#### WHAT IS EXPECTED:
Please copy each line in the records below that contains the string "window".

Stored data entries

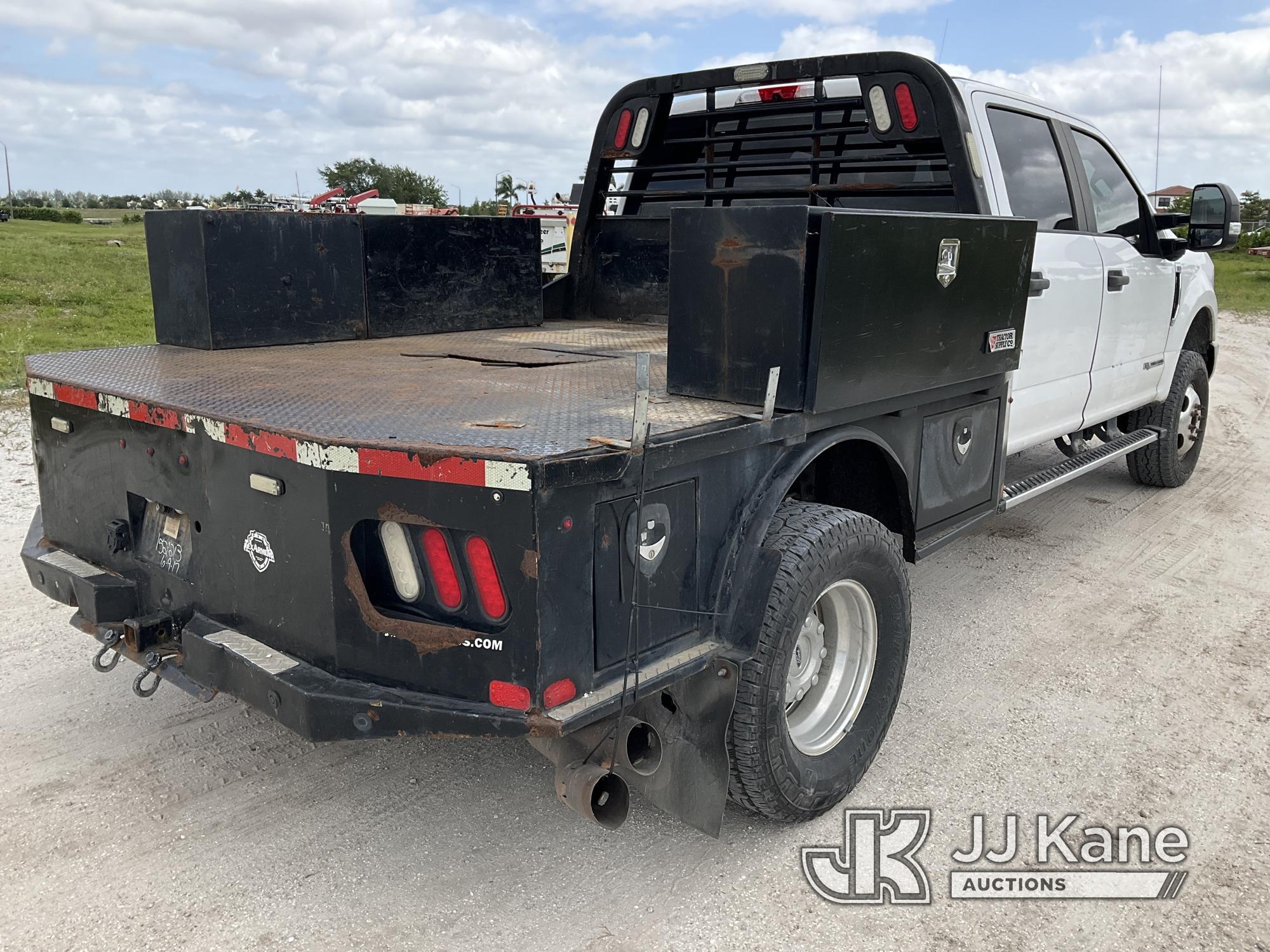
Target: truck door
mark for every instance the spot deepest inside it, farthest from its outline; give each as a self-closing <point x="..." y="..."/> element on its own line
<point x="1052" y="384"/>
<point x="1139" y="291"/>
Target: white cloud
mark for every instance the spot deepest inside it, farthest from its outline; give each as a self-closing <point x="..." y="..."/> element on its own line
<point x="1216" y="95"/>
<point x="457" y="93"/>
<point x="824" y="11"/>
<point x="1216" y="98"/>
<point x="463" y="93"/>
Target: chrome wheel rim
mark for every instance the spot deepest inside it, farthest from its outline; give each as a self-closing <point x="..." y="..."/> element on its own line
<point x="831" y="668"/>
<point x="1191" y="422"/>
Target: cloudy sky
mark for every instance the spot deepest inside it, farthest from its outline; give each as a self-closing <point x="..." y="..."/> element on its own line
<point x="138" y="96"/>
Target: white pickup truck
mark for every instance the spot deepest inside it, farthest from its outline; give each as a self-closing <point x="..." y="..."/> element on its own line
<point x="1122" y="326"/>
<point x="653" y="516"/>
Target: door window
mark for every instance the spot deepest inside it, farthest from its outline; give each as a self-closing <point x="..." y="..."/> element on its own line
<point x="1036" y="182"/>
<point x="1116" y="200"/>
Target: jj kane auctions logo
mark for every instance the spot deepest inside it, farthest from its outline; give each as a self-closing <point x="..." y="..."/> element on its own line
<point x="878" y="861"/>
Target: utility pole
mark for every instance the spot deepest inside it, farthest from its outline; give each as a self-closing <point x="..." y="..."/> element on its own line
<point x="1160" y="109"/>
<point x="8" y="182"/>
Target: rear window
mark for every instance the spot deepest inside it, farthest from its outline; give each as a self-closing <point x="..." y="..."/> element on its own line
<point x="1036" y="182"/>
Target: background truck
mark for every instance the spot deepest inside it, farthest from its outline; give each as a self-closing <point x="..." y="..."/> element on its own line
<point x="655" y="516"/>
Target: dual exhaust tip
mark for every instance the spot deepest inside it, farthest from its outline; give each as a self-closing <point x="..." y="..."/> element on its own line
<point x="601" y="795"/>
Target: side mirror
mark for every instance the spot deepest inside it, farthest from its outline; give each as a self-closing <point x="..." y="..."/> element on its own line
<point x="1215" y="224"/>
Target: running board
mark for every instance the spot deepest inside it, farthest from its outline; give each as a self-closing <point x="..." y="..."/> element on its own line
<point x="1015" y="493"/>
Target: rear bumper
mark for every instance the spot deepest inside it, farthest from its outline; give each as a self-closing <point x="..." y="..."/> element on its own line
<point x="208" y="658"/>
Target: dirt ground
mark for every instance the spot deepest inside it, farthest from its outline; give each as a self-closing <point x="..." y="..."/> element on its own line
<point x="1103" y="652"/>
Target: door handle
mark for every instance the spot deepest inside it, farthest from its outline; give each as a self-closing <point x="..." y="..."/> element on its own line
<point x="1117" y="281"/>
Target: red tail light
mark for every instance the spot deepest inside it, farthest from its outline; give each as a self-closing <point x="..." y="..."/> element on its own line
<point x="624" y="128"/>
<point x="558" y="692"/>
<point x="506" y="695"/>
<point x="443" y="568"/>
<point x="773" y="95"/>
<point x="907" y="111"/>
<point x="490" y="587"/>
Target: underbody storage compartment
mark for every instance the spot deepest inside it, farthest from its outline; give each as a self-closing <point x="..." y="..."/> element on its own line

#### RESPONSE TO THIS EXERCISE:
Target: door window
Target: rear window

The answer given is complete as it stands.